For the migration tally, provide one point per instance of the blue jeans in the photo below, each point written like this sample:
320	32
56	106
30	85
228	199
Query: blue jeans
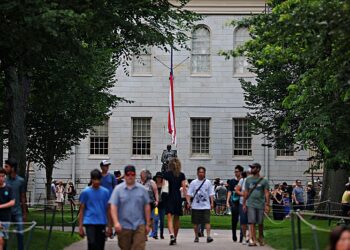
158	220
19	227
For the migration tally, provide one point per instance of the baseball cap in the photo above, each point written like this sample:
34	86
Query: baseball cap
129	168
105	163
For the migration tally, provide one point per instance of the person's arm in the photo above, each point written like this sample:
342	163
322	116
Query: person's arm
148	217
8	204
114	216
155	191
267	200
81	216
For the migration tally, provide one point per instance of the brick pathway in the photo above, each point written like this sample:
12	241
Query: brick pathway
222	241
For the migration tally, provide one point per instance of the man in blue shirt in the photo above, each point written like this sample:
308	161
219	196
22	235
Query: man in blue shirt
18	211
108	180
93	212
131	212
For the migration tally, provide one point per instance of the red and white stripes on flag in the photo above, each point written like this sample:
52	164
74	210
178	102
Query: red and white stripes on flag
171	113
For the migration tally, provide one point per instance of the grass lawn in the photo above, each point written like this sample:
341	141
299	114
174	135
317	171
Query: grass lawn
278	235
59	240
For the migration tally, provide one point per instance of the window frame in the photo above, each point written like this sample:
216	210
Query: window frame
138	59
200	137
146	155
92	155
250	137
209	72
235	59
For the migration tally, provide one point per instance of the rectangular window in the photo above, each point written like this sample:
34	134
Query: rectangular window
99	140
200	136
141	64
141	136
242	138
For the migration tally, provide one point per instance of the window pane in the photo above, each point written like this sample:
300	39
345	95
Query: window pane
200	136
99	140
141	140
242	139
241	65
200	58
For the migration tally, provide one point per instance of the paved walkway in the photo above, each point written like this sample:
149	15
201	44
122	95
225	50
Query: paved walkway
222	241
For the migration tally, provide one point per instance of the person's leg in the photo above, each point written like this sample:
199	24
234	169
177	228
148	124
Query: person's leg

++++

Problem details → Make a verbatim copy of all the entries and strip out the pictures.

Exercise answer →
For the migration tally, provide one point per instance of the blue jeans in the photo below, each point written like this sample:
320	32
56	106
30	85
228	199
Query: blue jeans
158	220
19	227
For the migration tally, provide one point per instance of the baseball cap in the photo above, each point written like this sample:
34	86
Query: baseball cap
129	168
105	163
For the migration tally, provide one point per instance of the person's arm in the photo above, each point written like this sample:
342	163
322	116
Query: person's arm
148	217
8	204
114	216
155	191
267	200
81	216
For the migration tally, provide one point per instance of the brick pathway in the photo above, each point written like this sample:
12	241
Query: brick pathway
222	241
For the migration tally, provide one point per instance of the man in blue shirt in the photo above, each point written like this sample:
308	161
219	196
22	235
Query: man in blue shirt
18	211
108	180
93	212
131	212
For the migration tally, provide one point per instance of the red and white stripes on flag in the photo above, each point written like this sample:
52	164
74	210
178	102
Query: red and white stripes on flag
171	113
For the migration tally, provide one point per instance of the grass lawn in the photo above, each point written like this sample:
341	141
299	114
174	135
317	171
Query: grass lawn
278	235
59	240
For the migration tally, provide one point per instance of the window frame in the photo above, each point written like this sample:
216	210
Query: window frame
138	59
200	137
146	155
92	155
250	137
209	72
235	59
For the migration tally, provide one point per instance of the rectangular window in the photo above, each point written like this sample:
34	134
Query: rectangular window
99	140
200	136
141	64
141	136
242	138
For the migration tally, provide one point per instance of the window pane in the photo above, each point written like this sample:
300	39
345	95
Query: window pane
200	136
99	140
141	140
242	139
241	65
200	58
For the migration tally, provide one point per instance of the paved walkway in the photo above, each point written like this sample:
149	15
201	44
122	95
225	50
Query: paved walkway
222	241
For the migration tally, provide one point per instance of the person's leg in the photo above, each point written like this sample:
199	24
234	169
177	228
148	124
Query: person's leg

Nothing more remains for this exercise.